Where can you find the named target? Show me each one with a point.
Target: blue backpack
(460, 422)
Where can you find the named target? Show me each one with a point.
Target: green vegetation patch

──────────

*TRY IT*.
Print the data above again, with nothing altered and nothing left out.

*RESULT OF THE EXERCISE*.
Where can you find the named target? Show me each one with a point.
Target: blue backpack
(460, 422)
Where can you find the named target? Show me each one with a point.
Target: green vegetation patch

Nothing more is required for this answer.